What is needed: Determine how many lines of the records below contain the string "roof", and report only that number.

[Data entries]
::::::::::
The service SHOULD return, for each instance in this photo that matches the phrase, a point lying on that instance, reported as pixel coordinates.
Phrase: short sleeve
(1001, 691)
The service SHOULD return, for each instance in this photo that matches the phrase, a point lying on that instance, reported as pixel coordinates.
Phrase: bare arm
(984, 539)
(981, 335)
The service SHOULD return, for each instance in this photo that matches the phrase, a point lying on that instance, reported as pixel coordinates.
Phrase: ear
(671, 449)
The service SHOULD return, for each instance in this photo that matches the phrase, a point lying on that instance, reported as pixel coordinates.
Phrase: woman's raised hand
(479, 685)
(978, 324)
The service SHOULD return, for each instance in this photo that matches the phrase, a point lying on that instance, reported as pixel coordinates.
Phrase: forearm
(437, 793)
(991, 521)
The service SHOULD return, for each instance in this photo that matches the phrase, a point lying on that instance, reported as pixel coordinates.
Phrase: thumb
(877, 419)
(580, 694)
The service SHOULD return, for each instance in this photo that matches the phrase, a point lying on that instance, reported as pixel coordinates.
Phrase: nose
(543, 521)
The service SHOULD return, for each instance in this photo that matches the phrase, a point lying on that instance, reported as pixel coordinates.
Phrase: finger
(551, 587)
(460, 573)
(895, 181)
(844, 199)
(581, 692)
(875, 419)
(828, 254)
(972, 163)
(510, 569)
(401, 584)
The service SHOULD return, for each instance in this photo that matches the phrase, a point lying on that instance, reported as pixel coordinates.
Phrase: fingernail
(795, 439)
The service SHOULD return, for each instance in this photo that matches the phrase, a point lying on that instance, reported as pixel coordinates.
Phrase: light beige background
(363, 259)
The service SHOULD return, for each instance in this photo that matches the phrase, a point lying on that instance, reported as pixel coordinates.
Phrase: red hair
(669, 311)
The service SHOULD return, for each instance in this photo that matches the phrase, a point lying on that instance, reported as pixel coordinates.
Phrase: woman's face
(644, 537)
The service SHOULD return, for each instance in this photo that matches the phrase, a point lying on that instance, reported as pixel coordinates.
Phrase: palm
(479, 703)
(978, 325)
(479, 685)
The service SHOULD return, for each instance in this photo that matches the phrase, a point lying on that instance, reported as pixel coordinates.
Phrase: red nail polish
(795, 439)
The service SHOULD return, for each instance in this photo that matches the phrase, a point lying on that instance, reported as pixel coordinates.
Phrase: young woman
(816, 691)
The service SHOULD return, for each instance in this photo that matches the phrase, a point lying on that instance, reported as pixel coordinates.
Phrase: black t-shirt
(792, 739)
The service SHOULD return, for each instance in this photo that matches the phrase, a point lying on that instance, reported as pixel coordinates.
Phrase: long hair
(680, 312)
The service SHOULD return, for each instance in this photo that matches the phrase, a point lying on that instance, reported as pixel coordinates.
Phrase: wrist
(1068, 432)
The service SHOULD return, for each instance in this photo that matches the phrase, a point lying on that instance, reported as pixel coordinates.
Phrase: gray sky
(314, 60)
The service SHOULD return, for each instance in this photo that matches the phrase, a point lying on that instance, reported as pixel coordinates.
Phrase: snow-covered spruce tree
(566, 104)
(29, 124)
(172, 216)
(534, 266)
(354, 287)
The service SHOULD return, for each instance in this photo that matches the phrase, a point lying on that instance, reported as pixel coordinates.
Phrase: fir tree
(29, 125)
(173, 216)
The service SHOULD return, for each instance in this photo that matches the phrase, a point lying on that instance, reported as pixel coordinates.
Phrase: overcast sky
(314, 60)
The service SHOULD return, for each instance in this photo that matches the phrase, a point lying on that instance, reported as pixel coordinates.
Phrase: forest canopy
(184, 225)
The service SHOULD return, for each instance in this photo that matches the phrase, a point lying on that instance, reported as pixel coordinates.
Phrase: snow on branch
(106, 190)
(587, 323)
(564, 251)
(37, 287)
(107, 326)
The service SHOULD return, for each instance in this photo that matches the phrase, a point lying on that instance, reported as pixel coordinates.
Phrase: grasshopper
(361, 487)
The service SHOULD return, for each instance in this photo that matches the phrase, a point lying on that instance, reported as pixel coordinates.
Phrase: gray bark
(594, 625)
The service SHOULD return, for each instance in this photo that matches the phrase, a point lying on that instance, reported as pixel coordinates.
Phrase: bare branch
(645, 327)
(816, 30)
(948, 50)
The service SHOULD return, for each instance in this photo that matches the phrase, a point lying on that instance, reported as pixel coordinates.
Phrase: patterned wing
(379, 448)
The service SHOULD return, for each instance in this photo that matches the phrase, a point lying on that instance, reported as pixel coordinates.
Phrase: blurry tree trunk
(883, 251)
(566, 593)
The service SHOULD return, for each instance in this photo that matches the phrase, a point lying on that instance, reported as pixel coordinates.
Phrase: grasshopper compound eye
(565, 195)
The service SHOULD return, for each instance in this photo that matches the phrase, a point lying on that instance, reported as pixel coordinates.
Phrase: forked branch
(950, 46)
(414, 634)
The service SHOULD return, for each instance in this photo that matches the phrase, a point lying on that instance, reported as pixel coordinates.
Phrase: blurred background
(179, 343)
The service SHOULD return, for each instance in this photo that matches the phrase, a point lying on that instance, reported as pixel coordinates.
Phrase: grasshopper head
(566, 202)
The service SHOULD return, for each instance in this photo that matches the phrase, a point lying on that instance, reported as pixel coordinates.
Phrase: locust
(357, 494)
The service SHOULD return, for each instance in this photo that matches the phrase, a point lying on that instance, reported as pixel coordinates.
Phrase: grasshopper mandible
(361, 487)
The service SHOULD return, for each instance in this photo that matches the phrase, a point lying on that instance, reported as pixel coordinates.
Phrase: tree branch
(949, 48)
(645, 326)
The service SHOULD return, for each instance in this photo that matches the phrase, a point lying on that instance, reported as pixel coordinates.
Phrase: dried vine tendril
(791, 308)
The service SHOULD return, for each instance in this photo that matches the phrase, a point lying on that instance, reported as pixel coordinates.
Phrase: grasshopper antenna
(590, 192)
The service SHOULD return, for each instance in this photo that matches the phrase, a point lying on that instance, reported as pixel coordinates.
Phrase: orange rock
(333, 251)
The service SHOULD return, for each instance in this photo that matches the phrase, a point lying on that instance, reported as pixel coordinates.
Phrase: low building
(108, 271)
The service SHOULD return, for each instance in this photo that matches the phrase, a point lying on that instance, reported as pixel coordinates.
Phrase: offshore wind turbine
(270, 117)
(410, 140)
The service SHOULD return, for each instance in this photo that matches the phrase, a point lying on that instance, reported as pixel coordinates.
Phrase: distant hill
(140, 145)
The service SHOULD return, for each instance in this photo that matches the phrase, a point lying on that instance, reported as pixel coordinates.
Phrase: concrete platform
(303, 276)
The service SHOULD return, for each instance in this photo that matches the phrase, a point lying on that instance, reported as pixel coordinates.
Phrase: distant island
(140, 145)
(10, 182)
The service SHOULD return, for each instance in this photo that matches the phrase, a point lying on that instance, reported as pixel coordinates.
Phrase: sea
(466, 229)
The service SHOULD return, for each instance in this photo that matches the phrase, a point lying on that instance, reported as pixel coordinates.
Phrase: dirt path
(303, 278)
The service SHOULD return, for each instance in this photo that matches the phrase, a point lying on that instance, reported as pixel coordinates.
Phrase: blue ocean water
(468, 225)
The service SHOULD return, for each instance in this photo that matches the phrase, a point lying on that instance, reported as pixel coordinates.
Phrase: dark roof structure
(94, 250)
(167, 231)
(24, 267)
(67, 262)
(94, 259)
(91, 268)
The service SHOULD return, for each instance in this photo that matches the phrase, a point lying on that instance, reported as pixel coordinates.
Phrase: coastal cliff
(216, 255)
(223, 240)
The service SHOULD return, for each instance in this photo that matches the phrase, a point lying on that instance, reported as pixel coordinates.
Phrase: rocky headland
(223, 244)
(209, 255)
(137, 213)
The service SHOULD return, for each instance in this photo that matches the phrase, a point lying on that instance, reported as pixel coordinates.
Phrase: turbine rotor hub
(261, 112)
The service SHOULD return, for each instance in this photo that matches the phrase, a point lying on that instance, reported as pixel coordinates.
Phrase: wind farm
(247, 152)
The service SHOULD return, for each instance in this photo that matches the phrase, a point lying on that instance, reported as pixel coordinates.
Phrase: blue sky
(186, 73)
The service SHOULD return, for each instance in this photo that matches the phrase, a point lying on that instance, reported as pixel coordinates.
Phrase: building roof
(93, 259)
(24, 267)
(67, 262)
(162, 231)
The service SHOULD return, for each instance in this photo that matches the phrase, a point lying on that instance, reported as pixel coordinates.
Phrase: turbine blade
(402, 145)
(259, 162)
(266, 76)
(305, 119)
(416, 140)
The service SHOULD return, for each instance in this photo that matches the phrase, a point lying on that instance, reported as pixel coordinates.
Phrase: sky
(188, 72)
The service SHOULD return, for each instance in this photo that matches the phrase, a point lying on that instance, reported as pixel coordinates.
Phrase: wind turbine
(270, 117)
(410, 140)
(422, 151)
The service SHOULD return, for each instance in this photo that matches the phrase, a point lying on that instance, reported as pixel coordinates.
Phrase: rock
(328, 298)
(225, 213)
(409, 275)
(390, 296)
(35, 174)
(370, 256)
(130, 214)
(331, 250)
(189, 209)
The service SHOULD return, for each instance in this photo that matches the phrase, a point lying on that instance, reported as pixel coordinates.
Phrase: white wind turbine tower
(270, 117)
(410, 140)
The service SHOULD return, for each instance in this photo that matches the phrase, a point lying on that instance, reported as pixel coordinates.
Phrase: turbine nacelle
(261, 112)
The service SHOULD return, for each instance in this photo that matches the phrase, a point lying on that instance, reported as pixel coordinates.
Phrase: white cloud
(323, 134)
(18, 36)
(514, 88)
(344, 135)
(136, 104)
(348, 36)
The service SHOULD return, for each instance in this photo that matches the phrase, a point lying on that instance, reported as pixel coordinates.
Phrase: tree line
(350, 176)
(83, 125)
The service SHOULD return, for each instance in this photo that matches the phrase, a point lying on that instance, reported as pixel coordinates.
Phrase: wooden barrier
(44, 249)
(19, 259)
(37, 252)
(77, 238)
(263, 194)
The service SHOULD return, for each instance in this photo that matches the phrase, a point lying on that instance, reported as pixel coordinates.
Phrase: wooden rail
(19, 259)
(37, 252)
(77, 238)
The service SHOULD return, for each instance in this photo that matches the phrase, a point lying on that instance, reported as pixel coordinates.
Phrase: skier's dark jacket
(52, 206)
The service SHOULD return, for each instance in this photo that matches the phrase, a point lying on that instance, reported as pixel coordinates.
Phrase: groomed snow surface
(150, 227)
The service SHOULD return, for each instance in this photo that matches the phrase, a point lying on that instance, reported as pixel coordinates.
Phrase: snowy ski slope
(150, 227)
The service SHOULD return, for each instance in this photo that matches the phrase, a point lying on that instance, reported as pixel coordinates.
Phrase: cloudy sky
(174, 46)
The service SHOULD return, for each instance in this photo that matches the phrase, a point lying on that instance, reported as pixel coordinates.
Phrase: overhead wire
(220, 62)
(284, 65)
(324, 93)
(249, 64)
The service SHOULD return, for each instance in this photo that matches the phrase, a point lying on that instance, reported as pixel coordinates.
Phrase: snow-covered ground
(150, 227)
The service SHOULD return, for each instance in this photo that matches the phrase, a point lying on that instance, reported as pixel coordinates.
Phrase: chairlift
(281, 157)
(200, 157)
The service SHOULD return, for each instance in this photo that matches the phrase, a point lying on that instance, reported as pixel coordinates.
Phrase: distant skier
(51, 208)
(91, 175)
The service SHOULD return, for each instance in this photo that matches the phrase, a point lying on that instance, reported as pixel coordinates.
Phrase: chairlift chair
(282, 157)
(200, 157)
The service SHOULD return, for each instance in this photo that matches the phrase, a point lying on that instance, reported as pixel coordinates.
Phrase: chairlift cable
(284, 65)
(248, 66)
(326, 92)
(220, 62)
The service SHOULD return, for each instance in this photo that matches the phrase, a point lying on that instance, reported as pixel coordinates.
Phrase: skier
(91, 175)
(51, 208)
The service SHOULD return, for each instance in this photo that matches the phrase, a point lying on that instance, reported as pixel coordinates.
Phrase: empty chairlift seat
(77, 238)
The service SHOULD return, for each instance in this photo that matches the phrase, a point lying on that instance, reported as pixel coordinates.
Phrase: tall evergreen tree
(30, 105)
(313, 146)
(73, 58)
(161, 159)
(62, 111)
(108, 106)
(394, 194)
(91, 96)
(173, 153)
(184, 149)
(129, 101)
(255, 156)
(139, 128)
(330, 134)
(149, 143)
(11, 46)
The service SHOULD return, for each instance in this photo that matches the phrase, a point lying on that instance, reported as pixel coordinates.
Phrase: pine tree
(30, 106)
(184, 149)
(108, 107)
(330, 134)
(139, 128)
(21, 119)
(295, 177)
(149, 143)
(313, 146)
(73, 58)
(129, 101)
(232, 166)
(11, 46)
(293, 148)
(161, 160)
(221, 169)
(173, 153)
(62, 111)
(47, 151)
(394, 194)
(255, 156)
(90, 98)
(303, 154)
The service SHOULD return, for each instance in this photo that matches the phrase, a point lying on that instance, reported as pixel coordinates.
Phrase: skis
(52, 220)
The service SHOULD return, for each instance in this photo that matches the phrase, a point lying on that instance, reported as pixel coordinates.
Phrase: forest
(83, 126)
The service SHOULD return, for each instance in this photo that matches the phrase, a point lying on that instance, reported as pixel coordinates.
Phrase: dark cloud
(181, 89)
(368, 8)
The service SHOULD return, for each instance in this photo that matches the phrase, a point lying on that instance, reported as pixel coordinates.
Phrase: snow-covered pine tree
::::::::::
Task output: 2